Your task is to return all of the entries below exactly, leaving out each picture.

Start of Materials provided

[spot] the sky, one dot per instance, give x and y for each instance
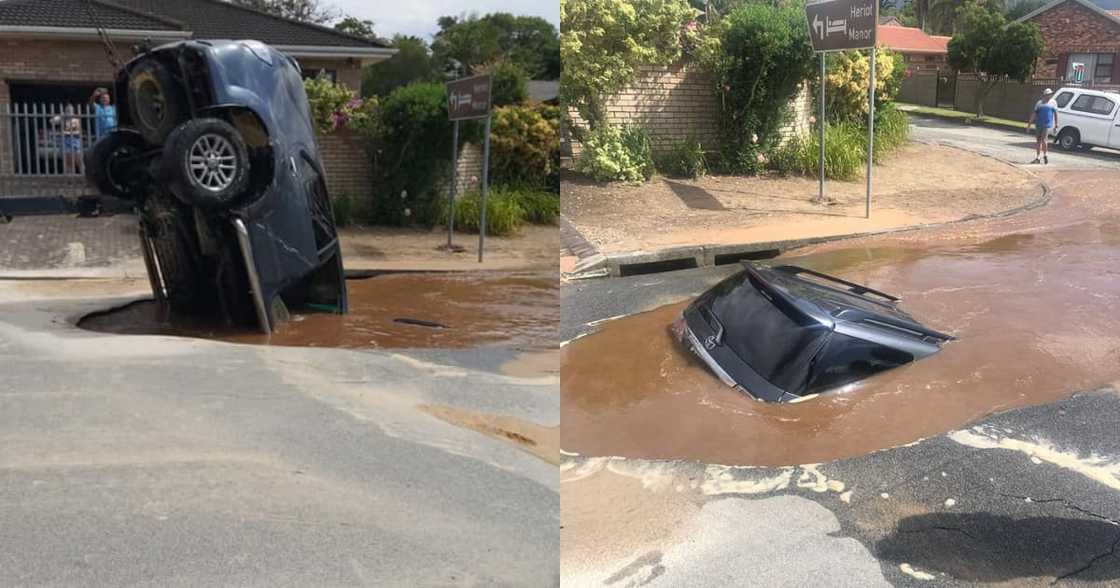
(418, 17)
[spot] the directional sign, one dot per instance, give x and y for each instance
(468, 98)
(838, 25)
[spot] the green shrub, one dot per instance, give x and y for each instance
(684, 159)
(503, 213)
(510, 84)
(525, 146)
(845, 154)
(849, 76)
(892, 129)
(610, 154)
(540, 207)
(765, 56)
(845, 147)
(411, 149)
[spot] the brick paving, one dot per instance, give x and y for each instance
(67, 242)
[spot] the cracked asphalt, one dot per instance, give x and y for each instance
(1023, 497)
(149, 460)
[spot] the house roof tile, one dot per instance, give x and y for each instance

End of Materials provided

## Task result
[spot] the sky, one dot per instance, give x and y for each instance
(418, 17)
[spot] the directional sign, one dot per instance, give x and y for each instance
(468, 98)
(838, 25)
[spot] the green shrub, one dot per instance, give x and y for each instance
(684, 159)
(503, 213)
(510, 84)
(525, 146)
(845, 154)
(849, 76)
(892, 129)
(610, 154)
(540, 207)
(765, 56)
(845, 147)
(411, 149)
[spot] the brick paving, one dot per instance, give x and y for each instance
(67, 242)
[spot] the cracked asphalt, one dot per instance, give x and y for each instance
(1023, 497)
(149, 460)
[spot] the house roof tile, one dot per instance, give x and y for each instance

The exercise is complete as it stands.